> [Short task A]: Pull out every line in the rows below that contains the word "soccer", matching case exactly.

= = = = = = =

Receipt Notice Requirement Eliminated for H and L Visa Holders
Until recently, H-1B, H-4, L-1 and L-2 visa holders with pending adjustment of status applications were allowed to depart and reenter the U.S. on a valid H and L visa stamp as long as they also brought the original I-485 adjustment of status receipt notice with them. Over the summer, USCIS received more than 320,000 new adjustment of status applications which overwhelmed their ability to timely issue case receipt notices. In order to better facilitate the upcoming holiday travel of adjustment of status applicants, USCIS eliminated the receipt notice requirement effective November 1, 2007. Thus, at this time, adjustment applicants can freely depart and reenter the U.S. on a valid H-1B, H-4, L-1 or L-2 visa stamp.
Adjustment applicants holding other visas, including E-1, E-2, E-3, F-1,O-1, O-3, TN and TD, must first obtain special travel permission called advance parole prior to departing the U.S. in order to avoid the case being deemed abandoned. There is no foreseeable change in that requirement.

= = = = = = =

> [Short task B]: According to the notice above, on what date did USCIS eliminate the receipt notice requirement?

= = = = = = =

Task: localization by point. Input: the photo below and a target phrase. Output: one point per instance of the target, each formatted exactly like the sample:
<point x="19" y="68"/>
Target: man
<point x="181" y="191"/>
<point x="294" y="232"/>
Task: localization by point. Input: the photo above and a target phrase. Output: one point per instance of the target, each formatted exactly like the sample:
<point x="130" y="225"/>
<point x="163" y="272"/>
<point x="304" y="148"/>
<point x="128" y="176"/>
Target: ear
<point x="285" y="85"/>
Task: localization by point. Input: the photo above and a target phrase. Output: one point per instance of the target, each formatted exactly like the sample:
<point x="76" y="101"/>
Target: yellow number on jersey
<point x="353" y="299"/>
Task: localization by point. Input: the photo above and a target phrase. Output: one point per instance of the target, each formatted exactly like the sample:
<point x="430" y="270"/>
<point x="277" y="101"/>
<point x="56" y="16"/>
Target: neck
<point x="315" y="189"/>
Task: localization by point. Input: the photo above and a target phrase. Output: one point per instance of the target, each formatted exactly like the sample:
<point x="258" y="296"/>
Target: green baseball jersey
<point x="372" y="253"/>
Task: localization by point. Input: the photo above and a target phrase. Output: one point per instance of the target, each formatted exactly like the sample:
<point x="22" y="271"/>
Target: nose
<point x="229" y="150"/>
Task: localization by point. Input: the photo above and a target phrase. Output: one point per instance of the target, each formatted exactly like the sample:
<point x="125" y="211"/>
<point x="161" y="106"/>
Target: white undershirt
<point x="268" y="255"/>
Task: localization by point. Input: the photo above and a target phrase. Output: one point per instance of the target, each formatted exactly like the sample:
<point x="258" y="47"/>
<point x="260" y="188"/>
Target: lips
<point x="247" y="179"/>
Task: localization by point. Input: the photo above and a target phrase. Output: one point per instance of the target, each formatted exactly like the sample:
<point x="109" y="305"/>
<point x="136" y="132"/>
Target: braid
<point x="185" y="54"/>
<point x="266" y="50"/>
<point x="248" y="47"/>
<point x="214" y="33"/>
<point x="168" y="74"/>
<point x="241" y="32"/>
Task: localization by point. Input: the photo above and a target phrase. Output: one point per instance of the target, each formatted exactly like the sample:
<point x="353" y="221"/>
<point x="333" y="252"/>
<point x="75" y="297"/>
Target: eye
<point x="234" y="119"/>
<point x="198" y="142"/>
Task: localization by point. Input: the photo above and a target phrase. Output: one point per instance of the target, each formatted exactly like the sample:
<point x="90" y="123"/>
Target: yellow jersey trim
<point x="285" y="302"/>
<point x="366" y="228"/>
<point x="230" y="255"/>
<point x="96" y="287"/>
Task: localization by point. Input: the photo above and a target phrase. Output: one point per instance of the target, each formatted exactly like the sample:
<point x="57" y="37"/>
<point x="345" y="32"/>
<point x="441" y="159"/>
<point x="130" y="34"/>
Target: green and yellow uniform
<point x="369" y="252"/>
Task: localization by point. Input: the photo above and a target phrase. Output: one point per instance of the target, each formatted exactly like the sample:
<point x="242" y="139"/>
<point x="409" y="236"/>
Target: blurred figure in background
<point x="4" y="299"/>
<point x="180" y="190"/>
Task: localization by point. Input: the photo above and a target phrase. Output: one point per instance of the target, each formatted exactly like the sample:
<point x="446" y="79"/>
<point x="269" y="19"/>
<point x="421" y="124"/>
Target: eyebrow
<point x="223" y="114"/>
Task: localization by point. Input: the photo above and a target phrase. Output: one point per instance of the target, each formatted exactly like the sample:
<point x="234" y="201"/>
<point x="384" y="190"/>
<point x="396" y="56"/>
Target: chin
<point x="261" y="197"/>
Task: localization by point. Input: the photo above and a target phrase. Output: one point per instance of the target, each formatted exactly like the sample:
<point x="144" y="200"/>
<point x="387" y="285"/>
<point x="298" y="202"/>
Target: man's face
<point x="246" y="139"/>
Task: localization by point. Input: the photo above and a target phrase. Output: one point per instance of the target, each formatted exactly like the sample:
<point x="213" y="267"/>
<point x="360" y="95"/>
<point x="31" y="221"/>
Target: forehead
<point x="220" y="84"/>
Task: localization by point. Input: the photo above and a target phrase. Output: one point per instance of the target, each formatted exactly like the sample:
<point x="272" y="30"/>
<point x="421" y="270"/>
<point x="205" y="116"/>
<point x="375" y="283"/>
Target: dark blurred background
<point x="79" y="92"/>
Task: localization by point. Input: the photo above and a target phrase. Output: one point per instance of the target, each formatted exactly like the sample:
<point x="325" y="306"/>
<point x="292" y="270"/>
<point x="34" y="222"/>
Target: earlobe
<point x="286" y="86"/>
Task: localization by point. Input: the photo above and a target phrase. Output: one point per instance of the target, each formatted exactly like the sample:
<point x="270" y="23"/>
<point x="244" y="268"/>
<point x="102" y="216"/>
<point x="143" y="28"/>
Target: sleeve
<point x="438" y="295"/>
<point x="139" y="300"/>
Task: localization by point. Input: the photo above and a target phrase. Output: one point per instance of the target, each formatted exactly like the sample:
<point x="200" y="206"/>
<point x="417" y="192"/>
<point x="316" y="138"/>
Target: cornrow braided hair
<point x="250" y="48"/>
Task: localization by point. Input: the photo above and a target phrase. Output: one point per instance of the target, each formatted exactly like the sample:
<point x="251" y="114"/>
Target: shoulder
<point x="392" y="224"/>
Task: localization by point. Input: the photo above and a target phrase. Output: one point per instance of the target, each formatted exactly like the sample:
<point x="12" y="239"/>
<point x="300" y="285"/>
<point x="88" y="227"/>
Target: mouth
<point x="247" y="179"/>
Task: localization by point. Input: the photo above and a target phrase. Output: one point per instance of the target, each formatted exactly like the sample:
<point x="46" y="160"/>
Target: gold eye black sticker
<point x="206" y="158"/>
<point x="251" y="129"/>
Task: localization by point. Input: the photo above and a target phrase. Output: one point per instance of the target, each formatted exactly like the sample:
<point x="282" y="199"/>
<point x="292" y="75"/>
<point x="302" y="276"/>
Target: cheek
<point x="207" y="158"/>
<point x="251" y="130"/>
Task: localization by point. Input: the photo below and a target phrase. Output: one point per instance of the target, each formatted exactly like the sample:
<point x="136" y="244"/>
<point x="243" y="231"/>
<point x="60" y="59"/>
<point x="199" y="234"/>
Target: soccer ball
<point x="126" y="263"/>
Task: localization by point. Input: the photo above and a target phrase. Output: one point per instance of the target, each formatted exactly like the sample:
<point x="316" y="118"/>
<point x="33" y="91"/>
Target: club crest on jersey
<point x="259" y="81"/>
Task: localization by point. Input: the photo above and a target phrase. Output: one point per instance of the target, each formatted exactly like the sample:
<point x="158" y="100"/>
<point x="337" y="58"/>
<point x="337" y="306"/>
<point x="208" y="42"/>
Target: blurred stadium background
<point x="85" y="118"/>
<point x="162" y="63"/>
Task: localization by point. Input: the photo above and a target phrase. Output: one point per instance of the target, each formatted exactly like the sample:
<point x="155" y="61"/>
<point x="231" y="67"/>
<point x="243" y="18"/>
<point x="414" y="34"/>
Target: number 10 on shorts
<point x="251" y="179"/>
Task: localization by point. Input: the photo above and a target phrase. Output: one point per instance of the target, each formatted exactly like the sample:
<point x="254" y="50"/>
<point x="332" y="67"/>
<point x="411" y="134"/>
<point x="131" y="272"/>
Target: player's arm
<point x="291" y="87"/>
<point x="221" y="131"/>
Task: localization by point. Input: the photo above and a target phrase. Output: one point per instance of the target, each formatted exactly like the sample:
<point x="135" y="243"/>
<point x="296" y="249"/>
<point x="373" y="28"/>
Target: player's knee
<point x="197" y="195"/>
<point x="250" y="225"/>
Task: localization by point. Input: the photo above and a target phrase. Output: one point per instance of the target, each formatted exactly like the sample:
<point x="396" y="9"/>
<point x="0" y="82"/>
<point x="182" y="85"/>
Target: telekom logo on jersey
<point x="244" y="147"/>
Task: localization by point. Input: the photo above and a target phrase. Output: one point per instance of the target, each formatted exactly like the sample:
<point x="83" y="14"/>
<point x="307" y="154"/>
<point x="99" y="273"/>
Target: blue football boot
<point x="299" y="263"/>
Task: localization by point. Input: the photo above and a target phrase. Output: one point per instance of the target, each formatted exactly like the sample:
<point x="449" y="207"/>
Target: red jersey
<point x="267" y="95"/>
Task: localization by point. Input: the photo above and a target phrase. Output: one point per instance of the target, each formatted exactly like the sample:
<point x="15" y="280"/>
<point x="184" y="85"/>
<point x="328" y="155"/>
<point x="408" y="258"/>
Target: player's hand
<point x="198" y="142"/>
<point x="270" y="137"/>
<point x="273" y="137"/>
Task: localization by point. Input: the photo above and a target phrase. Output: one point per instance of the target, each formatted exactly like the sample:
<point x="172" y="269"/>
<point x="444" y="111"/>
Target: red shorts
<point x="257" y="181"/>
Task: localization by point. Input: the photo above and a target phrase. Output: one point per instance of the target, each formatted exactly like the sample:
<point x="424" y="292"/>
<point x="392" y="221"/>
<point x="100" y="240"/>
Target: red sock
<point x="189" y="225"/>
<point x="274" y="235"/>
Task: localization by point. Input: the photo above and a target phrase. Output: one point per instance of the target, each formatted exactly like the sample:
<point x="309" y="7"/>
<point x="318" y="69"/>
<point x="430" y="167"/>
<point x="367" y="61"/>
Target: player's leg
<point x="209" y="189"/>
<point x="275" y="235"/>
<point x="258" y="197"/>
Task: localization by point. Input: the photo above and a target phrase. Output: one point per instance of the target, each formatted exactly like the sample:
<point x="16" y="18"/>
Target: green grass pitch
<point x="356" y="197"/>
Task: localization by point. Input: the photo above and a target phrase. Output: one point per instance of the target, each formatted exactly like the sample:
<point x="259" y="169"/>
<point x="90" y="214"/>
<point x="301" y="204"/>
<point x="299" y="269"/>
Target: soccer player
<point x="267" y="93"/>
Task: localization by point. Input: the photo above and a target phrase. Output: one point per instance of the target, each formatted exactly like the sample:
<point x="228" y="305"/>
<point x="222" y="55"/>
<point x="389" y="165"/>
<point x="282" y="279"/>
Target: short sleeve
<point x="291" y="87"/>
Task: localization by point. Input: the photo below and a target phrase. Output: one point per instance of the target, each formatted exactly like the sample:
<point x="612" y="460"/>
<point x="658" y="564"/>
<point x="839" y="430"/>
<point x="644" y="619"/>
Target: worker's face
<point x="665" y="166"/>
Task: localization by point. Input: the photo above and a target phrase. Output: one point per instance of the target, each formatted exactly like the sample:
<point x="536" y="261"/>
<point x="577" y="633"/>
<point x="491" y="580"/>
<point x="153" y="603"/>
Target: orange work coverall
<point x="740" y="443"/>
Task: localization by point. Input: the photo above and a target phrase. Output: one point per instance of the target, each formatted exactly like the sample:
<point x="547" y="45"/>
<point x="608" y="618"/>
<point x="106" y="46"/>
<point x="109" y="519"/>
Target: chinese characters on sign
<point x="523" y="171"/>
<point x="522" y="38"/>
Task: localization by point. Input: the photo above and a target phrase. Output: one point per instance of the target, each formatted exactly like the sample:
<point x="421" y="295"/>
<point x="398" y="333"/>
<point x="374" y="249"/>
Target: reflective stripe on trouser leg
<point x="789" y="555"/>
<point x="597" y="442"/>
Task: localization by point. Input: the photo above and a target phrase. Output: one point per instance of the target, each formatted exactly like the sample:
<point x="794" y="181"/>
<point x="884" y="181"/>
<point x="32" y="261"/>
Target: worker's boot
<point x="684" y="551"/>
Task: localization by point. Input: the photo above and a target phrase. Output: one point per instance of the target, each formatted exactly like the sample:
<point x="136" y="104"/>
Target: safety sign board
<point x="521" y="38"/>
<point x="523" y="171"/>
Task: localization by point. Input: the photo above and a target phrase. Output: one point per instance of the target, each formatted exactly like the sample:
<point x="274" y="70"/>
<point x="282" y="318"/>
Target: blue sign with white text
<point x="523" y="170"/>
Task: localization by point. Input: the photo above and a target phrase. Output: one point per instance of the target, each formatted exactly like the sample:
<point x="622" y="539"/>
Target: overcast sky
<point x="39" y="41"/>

= = = = = = =

> [Complete response A]:
Target: soccer ball
Target: soccer player

> [Complete response B]: November 1, 2007.